• Stated exercise: Return nothing but the lines from the line containing "Every instance of the paving" through the last line of the records, reproduced exactly.
━━ Records supplied ━━
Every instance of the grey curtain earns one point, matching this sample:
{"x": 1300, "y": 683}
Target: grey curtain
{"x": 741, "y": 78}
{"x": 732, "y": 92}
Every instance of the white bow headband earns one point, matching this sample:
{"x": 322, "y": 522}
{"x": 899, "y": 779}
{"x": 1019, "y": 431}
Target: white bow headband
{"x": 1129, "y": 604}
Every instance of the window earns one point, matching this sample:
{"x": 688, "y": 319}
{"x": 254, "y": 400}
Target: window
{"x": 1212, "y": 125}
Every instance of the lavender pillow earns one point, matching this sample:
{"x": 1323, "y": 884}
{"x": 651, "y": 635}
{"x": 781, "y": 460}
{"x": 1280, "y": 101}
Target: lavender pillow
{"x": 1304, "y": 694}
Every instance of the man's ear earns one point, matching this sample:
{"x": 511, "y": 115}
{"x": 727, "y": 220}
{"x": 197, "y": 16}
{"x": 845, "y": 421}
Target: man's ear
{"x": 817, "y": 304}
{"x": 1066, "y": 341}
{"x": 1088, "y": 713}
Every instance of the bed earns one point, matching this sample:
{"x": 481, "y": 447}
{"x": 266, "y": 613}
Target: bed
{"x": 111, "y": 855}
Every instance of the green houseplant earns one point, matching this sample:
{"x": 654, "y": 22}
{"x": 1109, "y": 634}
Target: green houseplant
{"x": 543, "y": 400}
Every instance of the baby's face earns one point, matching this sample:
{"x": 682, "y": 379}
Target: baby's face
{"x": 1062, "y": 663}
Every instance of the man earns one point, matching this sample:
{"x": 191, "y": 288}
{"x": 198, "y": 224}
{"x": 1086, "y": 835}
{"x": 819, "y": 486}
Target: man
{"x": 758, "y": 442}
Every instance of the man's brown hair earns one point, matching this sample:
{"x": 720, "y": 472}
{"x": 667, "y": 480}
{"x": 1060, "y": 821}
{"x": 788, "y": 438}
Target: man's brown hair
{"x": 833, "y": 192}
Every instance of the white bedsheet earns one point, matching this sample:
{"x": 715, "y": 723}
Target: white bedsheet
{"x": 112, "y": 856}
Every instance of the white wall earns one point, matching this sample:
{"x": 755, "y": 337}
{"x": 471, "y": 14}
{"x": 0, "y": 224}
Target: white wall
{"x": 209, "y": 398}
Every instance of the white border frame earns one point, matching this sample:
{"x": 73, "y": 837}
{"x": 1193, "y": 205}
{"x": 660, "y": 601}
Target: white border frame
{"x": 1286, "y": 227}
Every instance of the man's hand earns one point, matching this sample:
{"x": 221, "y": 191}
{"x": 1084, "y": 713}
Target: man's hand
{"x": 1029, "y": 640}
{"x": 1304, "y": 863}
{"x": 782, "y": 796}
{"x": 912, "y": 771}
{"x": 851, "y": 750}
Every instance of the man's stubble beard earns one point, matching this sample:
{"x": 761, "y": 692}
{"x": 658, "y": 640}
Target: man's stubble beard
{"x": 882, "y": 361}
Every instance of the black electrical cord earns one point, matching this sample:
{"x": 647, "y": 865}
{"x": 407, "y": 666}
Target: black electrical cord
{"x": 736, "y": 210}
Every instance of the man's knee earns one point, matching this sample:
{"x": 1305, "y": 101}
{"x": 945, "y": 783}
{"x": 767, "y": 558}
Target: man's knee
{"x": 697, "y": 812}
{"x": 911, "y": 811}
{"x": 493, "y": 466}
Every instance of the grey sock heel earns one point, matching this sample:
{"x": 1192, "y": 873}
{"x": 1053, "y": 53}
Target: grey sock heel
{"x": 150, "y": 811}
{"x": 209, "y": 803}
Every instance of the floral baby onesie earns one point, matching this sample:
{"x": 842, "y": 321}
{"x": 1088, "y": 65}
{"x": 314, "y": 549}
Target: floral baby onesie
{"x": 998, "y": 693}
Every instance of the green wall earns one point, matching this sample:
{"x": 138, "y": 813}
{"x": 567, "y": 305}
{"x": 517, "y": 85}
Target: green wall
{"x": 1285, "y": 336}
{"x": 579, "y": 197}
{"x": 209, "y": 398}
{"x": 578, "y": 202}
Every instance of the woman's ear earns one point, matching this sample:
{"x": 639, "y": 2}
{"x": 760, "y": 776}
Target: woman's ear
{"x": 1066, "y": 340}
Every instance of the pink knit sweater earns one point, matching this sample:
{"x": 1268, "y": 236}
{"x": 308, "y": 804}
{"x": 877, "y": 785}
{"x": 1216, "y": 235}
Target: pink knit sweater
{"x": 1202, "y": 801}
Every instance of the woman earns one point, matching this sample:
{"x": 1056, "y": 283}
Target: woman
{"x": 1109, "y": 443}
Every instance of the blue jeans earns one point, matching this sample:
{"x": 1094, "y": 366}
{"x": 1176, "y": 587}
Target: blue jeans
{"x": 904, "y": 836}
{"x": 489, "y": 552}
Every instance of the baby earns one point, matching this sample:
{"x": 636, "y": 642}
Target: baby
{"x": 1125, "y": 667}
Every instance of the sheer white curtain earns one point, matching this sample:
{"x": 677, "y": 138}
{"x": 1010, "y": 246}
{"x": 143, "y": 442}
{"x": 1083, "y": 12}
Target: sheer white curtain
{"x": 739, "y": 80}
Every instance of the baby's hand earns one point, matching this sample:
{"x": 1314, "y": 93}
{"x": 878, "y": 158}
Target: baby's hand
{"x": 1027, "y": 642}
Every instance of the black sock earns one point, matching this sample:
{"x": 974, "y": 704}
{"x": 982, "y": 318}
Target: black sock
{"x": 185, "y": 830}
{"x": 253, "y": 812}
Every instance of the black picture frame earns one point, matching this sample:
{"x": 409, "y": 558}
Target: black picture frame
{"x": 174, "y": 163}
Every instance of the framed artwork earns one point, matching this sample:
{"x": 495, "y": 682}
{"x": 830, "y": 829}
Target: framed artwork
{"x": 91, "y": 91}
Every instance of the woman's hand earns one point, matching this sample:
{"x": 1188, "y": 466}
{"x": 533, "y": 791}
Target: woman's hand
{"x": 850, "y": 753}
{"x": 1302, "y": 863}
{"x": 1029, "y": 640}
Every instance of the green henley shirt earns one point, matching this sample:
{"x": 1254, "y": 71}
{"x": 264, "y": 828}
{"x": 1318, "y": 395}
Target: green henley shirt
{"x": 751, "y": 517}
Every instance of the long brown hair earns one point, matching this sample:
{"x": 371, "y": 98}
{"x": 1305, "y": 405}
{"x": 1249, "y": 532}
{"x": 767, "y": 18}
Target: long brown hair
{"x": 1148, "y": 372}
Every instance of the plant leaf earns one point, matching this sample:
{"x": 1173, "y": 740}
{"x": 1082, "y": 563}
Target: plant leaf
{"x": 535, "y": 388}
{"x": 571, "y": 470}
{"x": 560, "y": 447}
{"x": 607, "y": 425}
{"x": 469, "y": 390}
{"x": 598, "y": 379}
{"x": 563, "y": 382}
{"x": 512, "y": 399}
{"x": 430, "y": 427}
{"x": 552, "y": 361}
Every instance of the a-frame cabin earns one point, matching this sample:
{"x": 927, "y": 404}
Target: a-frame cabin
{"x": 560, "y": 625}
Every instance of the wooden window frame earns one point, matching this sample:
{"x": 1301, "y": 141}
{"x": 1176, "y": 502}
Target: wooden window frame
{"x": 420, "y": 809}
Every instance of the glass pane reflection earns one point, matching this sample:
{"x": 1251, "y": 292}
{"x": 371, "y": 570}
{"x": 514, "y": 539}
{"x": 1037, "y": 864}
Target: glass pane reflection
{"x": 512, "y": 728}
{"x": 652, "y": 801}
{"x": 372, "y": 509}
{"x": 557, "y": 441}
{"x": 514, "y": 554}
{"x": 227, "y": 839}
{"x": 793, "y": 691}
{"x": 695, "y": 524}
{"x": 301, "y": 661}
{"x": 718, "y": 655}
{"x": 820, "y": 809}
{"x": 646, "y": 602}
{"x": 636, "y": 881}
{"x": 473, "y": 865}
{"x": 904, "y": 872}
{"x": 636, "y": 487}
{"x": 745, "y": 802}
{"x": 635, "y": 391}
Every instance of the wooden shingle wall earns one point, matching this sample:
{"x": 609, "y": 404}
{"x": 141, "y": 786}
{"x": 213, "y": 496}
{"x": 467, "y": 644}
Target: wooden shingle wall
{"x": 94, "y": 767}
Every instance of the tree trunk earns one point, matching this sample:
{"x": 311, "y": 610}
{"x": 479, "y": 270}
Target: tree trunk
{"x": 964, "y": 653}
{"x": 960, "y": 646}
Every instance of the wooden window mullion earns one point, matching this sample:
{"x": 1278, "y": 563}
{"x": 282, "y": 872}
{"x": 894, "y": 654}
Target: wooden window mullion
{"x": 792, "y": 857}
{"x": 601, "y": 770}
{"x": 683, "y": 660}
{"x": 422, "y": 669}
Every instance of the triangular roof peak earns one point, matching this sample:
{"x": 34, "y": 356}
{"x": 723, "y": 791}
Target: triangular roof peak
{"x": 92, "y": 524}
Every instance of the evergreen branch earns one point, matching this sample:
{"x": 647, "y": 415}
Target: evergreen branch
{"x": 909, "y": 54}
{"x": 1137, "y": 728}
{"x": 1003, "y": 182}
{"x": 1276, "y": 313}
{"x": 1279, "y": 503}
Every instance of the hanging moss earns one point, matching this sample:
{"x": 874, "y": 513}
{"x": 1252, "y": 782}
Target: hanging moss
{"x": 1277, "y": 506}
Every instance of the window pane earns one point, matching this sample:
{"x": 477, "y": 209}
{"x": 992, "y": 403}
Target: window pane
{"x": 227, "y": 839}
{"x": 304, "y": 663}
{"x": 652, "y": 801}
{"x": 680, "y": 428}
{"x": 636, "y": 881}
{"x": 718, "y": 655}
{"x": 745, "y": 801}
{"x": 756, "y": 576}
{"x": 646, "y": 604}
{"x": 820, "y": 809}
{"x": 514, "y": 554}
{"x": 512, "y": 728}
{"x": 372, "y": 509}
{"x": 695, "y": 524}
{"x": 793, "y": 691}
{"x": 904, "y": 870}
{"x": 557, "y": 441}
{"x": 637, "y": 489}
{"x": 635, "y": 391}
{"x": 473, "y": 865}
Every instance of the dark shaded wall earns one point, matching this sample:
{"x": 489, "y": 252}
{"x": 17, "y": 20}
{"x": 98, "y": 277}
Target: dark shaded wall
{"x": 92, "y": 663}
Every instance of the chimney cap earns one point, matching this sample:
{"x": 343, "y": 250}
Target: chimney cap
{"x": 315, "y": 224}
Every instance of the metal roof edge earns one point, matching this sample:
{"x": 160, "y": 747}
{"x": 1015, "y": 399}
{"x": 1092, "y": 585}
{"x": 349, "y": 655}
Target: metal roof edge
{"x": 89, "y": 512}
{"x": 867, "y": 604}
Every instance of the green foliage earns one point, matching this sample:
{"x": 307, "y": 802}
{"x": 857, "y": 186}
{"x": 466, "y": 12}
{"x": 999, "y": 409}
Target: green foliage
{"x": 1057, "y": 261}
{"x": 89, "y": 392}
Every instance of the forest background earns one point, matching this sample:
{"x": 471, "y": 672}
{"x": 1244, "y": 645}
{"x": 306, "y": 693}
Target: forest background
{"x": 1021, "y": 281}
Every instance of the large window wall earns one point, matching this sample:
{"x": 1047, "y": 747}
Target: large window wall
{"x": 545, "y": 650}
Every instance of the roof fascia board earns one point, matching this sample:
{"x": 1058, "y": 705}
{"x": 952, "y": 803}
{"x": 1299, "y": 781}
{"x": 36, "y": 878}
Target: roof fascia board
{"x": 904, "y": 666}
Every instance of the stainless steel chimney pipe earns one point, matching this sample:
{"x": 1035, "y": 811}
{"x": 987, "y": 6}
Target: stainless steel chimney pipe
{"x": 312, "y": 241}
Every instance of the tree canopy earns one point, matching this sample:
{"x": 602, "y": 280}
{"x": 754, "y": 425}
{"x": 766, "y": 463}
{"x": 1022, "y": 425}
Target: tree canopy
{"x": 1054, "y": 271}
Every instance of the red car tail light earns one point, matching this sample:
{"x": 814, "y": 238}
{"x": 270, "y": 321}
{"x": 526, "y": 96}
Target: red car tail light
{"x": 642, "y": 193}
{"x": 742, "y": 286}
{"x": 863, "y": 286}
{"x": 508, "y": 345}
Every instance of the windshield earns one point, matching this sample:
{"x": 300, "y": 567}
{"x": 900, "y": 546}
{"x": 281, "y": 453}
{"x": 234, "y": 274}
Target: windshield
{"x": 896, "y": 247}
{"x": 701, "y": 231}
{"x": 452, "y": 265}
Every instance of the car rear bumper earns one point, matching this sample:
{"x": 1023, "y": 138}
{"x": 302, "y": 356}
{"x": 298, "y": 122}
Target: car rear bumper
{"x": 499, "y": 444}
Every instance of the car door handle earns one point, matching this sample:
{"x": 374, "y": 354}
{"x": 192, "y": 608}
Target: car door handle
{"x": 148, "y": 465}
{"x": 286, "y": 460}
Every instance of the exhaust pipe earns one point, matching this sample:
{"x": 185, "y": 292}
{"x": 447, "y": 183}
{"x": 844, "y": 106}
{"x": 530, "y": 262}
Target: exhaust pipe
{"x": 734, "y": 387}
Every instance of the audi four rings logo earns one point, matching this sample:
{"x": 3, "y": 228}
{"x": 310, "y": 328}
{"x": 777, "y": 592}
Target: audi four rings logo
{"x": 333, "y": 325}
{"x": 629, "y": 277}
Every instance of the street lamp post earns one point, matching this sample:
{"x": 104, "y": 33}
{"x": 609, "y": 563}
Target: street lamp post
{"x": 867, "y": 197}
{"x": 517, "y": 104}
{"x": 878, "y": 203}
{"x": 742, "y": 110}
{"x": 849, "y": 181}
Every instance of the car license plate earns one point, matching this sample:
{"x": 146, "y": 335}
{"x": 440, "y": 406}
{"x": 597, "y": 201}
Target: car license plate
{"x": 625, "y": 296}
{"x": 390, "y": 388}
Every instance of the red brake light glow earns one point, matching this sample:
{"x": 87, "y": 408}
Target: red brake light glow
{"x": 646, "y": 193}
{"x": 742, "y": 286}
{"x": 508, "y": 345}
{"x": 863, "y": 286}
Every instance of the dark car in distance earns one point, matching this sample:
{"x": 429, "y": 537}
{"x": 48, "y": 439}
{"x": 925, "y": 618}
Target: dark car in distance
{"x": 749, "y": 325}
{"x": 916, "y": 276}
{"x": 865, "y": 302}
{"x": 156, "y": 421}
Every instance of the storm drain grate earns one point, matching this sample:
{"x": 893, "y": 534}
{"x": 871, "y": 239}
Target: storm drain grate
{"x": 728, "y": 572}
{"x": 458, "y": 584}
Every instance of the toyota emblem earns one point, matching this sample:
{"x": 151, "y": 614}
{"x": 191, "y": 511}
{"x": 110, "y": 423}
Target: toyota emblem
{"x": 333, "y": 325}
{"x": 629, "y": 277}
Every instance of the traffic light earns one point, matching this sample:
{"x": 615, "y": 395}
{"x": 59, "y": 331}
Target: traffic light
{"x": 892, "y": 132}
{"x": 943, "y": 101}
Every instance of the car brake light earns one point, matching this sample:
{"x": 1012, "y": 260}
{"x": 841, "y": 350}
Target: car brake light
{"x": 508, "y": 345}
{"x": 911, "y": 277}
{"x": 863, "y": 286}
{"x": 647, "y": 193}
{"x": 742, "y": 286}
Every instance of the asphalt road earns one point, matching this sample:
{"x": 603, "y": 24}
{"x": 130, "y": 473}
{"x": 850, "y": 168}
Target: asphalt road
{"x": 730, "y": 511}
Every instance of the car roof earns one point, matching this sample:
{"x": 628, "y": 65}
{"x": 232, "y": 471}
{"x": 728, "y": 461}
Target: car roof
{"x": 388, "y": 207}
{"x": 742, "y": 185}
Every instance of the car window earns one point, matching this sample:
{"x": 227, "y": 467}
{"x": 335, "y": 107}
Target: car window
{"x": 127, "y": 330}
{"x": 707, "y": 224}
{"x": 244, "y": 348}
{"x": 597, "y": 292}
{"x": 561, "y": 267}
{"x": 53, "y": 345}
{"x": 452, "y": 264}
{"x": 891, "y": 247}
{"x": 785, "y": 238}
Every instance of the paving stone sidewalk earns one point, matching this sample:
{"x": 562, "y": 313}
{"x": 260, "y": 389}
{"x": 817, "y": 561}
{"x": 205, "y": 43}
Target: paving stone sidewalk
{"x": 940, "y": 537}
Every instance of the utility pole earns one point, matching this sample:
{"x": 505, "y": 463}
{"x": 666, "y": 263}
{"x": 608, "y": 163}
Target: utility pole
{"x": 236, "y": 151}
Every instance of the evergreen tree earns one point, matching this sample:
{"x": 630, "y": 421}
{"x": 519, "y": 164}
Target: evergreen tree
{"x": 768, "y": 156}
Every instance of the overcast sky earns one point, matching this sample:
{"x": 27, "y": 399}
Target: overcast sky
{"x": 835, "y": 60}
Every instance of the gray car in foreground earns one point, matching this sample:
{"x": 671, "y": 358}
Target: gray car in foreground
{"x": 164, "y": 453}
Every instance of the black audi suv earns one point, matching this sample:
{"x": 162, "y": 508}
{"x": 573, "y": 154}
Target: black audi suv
━━━
• Right answer:
Every instance of the paving stone sidewalk earns one point, matching this sample:
{"x": 562, "y": 313}
{"x": 260, "y": 389}
{"x": 817, "y": 561}
{"x": 205, "y": 43}
Target: paving stone sidewalk
{"x": 940, "y": 537}
Every instance of the utility pole earns one point, matching this sample:
{"x": 505, "y": 463}
{"x": 666, "y": 263}
{"x": 608, "y": 163}
Target: utility pole
{"x": 236, "y": 151}
Every instance of the evergreen tree earns one point, matching this sample:
{"x": 630, "y": 421}
{"x": 519, "y": 164}
Target: evergreen tree
{"x": 768, "y": 156}
Every instance of the overcast sky earns one point, matching this sample:
{"x": 27, "y": 399}
Target: overcast sky
{"x": 835, "y": 60}
Every instance of the gray car in foreground earns one point, matching this sample:
{"x": 671, "y": 358}
Target: gray car in foreground
{"x": 164, "y": 453}
Every instance of the black audi suv earns one point, matching this sample:
{"x": 162, "y": 508}
{"x": 573, "y": 154}
Target: black audi suv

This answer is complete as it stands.